Given task: Set down every line of the records below word for word, with nothing changed or left out.

-------- Data provided --------

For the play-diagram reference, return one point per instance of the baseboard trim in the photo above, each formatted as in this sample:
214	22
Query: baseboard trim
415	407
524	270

--------

The result:
For the play-diagram reference, return one point per instance of the baseboard trim in the photo above, each formatted as in this sample:
214	22
Query: baseboard trim
415	407
524	270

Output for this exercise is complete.